_Task to carry out_. Convert the records below into a two-column CSV with the header text,answer. Give one row per record, put each value in its own quoted field with line breaks turned into spaces, and omit the pictures.
— start —
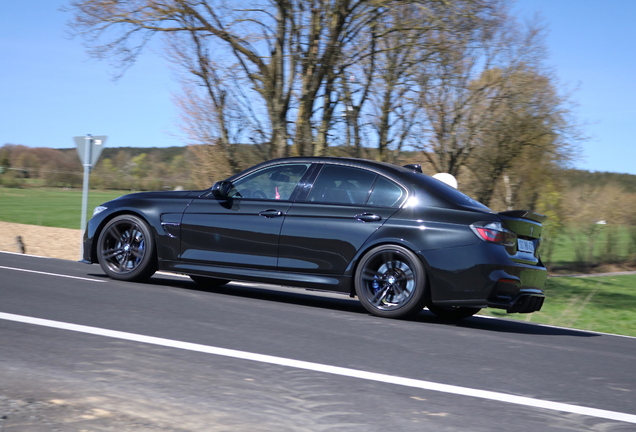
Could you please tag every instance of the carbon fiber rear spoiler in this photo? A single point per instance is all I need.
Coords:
(525, 214)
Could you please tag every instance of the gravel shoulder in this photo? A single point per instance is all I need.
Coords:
(63, 243)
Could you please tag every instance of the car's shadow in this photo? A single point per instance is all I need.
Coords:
(342, 302)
— end —
_Solution to the exercise_.
text,answer
"Could you please tag every instance of the carbon fiber rear spoiler in this photo? A single point per instance is all I need. Coords:","(525, 214)"
"Could you please tag every instance of the gravel shoulder in this photo? A single point per instance is all I need. Coords:","(63, 243)"
"Could you please tag every instance of the car's shadow in this photo? A single point per instance is all I need. Coords:","(342, 302)"